* Trecho selecionado
====

Dirigentes de várias entidades, como a Federação Nacional das Associações do Pessoal da Caixa Econômica Federal (Fenae), Associação Nacional dos Funcionários do Banco do Brasil (Anabb), Federação Única dos Petroleiros (FUP) e Sindicato dos Bancários do Distrito Federal criticaram, durante live realizada no último sábado (19), a privatização das estatais. Eles defenderam a necessidade de a população brasileira apoiar as mobilizações em defesa destas companhias e mostraram detalhes de ações que já estão sendo vistas em várias empresas como investidas para abrir caminho para estas vendas.

Conforme deixaram claro, as privatizações “atentam contra a soberania nacional e contra missões estratégicas destas estatais para o desenvolvimento do país”. Os participantes da live lembraram, ainda, a importância do Projeto de Lei (PL) 4.269/2020, em tramitação na Câmara, que criminaliza qualquer tentativa de venda destas companhias sem autorização do Legislativo. O encontro virtual foi promovido pela deputada federal Erika Kokay (PT-DF), uma das autoras do projeto.

O presidente da Federação Nacional das Associações do Pessoal da Caixa Econômica Federal (Fenae), Sergio Takemoto, destacou a importância de as entidades vinculadas à defesa das estatais e a sociedade civil como um todo permanecerem “em alerta” e não abaixarem a guarda em relação às tentativas de privatização destas empresas.“Desde 2019 a Confederação Nacional dos Trabalhadores do Ramo Financeiro (Contraf) e a Fenae já estavam preocupadas com esse processo”, lembrou ele.

Segundo Takemoto, o Supremo Tribunal Federal (STF) se manifestou proibindo a privatização das chamadas “empresas mãe” sem o aval do Congresso e liberando a venda das subsidiárias sem esse tipo de autorização legislativa. Diante dessa decisão, o governo tenta agora se aproveitando dessa brecha para conseguir privatizar a Caixa Econômica Federal e outras empresas.

“Estão tentando enganar o povo, o Supremo e o Congresso Nacional, além de excluir a população desse debate, para que os brasileiros não percebam que está havendo a privatização de empresas como Caixa, Banco do Brasil, Petrobras e Correios”, afirmou o dirigente da Fenae.

Sergio Takemoto também destacou que todas as pesquisas têm indicado que a população é contra a privatização das estatais. “O presidente diz que no governo dele não haverá privatização, mas na prática fala isso para tirar a atenção da população e tentar criar condições para privatizar as subsidiárias. Mesmo se o STF for favorável a nós, não poderemos baixar a guarda, pois o governo vai fazer de tudo para entregar o que prometeu ao mercado financeiro”, afirmou.

====

(Dados de anotação por pontos)
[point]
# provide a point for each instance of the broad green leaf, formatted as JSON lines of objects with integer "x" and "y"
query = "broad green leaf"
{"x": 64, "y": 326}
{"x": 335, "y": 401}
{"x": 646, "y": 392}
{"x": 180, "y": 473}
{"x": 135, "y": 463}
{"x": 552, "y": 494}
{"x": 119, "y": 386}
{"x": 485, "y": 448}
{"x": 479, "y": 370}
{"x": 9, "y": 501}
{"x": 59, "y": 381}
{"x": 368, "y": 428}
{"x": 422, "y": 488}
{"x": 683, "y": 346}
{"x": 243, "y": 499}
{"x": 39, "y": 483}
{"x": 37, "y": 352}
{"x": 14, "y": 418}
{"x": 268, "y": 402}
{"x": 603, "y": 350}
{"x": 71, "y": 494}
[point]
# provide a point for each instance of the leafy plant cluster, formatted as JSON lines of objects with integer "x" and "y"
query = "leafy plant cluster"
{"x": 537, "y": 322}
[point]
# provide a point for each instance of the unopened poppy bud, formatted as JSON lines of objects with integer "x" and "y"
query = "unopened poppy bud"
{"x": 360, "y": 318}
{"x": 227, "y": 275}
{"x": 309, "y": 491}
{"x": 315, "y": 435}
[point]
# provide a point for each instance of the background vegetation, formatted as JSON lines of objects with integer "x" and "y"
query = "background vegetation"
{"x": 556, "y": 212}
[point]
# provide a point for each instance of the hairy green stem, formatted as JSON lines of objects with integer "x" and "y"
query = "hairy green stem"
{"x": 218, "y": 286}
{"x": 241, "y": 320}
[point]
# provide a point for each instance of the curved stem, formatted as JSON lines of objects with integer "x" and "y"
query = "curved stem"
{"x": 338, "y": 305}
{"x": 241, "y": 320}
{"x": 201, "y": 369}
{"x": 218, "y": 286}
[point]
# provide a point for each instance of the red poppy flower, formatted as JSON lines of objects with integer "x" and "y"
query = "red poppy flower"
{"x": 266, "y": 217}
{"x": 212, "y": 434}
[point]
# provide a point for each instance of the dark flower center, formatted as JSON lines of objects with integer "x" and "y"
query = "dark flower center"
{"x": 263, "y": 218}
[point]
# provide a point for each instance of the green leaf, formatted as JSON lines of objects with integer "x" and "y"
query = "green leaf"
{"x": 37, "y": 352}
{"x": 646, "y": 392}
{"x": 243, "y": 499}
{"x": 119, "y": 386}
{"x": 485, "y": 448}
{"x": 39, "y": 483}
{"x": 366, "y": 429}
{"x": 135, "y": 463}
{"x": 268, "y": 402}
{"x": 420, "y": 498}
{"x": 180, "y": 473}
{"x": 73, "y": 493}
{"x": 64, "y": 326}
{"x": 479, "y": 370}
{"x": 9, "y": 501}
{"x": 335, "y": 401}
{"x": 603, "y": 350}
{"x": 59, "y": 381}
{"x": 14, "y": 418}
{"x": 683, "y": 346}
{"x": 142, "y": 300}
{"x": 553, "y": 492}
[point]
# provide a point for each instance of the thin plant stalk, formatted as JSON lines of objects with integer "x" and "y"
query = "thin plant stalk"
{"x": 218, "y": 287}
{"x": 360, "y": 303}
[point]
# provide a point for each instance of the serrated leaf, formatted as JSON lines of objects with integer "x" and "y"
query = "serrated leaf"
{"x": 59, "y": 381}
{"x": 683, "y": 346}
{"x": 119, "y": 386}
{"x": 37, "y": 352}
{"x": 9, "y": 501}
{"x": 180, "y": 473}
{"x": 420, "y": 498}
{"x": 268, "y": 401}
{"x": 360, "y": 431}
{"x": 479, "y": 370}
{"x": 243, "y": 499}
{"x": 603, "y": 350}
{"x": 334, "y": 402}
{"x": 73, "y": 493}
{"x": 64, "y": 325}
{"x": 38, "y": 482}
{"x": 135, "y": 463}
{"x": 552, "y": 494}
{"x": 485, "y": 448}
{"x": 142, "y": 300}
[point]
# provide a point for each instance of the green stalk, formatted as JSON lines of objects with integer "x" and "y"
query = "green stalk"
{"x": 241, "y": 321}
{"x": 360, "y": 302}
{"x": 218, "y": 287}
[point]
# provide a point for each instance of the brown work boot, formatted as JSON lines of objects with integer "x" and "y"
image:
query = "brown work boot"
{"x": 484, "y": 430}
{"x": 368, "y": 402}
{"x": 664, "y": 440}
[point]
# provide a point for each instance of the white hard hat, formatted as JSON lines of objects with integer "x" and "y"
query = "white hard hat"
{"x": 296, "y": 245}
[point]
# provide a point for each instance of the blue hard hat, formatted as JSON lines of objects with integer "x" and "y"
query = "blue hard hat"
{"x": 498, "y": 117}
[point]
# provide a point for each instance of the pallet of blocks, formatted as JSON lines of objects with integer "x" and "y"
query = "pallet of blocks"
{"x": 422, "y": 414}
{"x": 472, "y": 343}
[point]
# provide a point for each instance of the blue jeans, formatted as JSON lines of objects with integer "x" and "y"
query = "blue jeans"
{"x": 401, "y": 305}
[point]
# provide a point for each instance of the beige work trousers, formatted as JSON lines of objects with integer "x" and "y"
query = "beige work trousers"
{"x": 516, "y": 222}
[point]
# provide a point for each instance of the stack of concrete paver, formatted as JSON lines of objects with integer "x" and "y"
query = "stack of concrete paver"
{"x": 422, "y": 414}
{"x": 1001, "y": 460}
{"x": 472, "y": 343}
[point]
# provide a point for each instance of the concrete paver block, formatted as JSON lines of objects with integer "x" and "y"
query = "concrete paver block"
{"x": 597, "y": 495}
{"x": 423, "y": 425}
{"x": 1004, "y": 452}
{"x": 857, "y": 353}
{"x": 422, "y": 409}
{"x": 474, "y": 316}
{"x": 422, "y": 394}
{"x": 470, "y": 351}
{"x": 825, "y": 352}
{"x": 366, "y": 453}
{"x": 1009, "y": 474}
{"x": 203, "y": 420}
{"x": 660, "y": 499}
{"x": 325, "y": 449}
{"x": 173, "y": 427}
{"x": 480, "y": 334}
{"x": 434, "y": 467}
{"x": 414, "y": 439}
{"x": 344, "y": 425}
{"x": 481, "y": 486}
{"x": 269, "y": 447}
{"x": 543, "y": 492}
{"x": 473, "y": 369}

====

* Problemas a resolver
a - Extraia do trecho sobre as privatizações, sem qualquer alteração, a parte que começa nas palavras "Dirigentes de várias" e termina depois de "para estas vendas.".
b - No trecho sobre as privatizações, quais empresas o dirigente da Fenae cita como exemplo na fala que começa com "Estão tentando enganar o povo"? Liste todas.
As linhas de dados são um material à parte, independente do trecho sobre as privatizações.

* Resultados
a -
Dirigentes de várias entidades, como a Federação Nacional das Associações do Pessoal da Caixa Econômica Federal (Fenae), Associação Nacional dos Funcionários do Banco do Brasil (Anabb), Federação Única dos Petroleiros (FUP) e Sindicato dos Bancários do Distrito Federal criticaram, durante live realizada no último sábado (19), a privatização das estatais. Eles defenderam a necessidade de a população brasileira apoiar as mobilizações em defesa destas companhias e mostraram detalhes de ações que já estão sendo vistas em várias empresas como investidas para abrir caminho para estas vendas.

b -
Caixa
Banco do Brasil
Petrobras
Correios